Stored rows:
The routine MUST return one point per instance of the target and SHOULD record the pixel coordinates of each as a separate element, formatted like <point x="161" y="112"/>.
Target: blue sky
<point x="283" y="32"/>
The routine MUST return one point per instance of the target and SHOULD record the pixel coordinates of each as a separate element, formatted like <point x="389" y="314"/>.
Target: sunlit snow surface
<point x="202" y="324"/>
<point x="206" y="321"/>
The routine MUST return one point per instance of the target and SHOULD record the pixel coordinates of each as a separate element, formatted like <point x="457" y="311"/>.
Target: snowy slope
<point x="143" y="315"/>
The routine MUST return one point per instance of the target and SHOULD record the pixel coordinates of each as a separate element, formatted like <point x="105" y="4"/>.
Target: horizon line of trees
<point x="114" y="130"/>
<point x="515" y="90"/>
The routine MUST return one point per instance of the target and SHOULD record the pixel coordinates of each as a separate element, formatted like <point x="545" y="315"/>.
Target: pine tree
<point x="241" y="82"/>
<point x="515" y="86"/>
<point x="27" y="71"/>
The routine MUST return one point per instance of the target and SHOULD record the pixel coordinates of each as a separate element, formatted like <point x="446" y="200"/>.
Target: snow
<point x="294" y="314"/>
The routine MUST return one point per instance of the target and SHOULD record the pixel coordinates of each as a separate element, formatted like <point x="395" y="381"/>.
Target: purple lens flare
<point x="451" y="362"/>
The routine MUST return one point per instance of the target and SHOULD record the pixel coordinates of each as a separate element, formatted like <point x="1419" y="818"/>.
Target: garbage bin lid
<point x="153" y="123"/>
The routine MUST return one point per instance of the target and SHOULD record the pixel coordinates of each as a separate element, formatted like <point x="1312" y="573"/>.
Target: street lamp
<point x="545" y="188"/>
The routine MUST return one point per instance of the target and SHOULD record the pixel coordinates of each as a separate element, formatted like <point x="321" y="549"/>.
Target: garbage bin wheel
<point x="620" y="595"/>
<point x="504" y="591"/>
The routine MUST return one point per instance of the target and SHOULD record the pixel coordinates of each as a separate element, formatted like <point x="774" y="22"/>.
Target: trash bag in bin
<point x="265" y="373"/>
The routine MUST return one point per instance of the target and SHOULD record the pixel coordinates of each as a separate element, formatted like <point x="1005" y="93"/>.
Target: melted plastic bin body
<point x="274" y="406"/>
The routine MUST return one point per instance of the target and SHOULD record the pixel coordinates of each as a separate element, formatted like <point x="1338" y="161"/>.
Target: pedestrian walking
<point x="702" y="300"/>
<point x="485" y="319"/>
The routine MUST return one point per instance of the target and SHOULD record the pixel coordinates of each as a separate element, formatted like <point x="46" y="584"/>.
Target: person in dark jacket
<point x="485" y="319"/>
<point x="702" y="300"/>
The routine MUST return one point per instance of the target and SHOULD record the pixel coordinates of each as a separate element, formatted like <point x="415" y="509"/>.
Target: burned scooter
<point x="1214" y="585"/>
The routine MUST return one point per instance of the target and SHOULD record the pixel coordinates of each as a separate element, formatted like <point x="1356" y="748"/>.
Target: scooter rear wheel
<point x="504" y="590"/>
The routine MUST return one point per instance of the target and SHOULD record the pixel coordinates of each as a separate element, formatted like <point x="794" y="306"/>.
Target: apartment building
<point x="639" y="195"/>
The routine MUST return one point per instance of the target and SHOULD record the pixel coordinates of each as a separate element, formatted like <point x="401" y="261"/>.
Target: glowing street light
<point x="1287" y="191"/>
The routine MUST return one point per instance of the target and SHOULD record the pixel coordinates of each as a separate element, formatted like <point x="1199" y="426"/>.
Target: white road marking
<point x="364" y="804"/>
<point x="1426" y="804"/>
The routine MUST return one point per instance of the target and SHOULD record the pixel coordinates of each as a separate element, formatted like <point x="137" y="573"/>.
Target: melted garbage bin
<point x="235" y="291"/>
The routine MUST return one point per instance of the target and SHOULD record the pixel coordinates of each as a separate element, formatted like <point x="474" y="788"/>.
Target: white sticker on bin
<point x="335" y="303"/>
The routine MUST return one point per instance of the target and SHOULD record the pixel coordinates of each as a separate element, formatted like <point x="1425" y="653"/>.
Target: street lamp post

Task requirements: Select every line in the listing above that contains the word "wheel", treating uppercase and lowercase letters as distinct.

Written answer:
Target: garbage bin wheel
Target: scooter rear wheel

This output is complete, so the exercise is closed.